TASK TO COMPLETE = Arrange the listing below as a numbered list, dropping any blank lines.

LISTING =
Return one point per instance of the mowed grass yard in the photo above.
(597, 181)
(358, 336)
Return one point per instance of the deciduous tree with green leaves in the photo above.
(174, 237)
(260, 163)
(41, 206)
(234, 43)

SOLUTION BELOW =
1. Return one point per instance of the mowed grass yard in the photo above.
2. (597, 181)
3. (358, 336)
4. Return one point per instance of the deciduous tree with green leaves in the photo above.
5. (174, 237)
6. (260, 163)
7. (41, 206)
8. (234, 43)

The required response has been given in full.